_TASK REQUIREMENTS_
The whole listing should be given back without any alteration.

_DATA FOR THIS EXERCISE_
++++++++++
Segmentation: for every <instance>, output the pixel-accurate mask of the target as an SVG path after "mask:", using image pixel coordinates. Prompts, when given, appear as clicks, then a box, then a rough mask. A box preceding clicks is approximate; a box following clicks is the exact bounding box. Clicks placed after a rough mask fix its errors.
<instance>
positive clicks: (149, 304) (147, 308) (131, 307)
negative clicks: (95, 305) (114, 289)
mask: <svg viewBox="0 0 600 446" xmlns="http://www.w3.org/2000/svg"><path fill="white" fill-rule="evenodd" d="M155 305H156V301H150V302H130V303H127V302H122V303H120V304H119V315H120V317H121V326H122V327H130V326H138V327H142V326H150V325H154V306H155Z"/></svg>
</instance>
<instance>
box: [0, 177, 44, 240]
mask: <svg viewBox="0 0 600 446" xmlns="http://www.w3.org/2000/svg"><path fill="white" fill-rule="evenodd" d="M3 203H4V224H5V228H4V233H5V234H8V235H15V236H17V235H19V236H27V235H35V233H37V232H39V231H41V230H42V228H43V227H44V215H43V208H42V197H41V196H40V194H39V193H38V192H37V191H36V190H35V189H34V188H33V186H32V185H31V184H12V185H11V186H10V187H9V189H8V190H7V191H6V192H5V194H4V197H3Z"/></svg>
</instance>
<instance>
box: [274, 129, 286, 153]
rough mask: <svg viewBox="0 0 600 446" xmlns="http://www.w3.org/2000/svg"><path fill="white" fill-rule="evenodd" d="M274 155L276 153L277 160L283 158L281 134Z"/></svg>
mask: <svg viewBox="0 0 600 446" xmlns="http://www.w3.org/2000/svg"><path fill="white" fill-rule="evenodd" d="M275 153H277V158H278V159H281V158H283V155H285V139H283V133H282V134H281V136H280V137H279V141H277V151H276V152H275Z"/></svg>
++++++++++
_EXERCISE SOLUTION_
Segmentation: for every <instance>, output the pixel-accurate mask of the target as an SVG path after "mask:", using image pixel coordinates. Prompts, when given, appear as clicks, then a box, then a rough mask. A box preceding clicks is approximate; a box following clicks is the exact bounding box. Clicks placed after a rough mask fix its errors.
<instance>
positive clicks: (149, 304) (147, 308) (131, 307)
negative clicks: (95, 305) (114, 289)
mask: <svg viewBox="0 0 600 446" xmlns="http://www.w3.org/2000/svg"><path fill="white" fill-rule="evenodd" d="M155 305H156V301H150V302H130V303H127V302H122V303H120V304H119V315H120V317H121V326H122V327H130V326H138V327H142V326H150V325H154V306H155Z"/></svg>
</instance>
<instance>
box: [0, 177, 44, 240]
mask: <svg viewBox="0 0 600 446" xmlns="http://www.w3.org/2000/svg"><path fill="white" fill-rule="evenodd" d="M3 203H4V224H5V228H4V233H5V234H8V235H15V236H17V235H19V236H27V235H35V233H37V232H39V231H41V230H42V228H43V227H44V215H43V208H42V197H41V196H40V194H39V193H38V192H37V191H36V190H35V189H34V188H33V186H32V185H31V184H12V185H11V186H10V187H9V189H8V190H7V191H6V192H5V194H4V197H3Z"/></svg>
</instance>
<instance>
box: [274, 129, 286, 153]
rough mask: <svg viewBox="0 0 600 446" xmlns="http://www.w3.org/2000/svg"><path fill="white" fill-rule="evenodd" d="M274 155L276 153L277 160L283 158L281 134Z"/></svg>
mask: <svg viewBox="0 0 600 446" xmlns="http://www.w3.org/2000/svg"><path fill="white" fill-rule="evenodd" d="M275 153H277V158H278V159H281V158H283V155H285V139H283V133H282V134H281V136H280V137H279V141H277V151H276V152H275Z"/></svg>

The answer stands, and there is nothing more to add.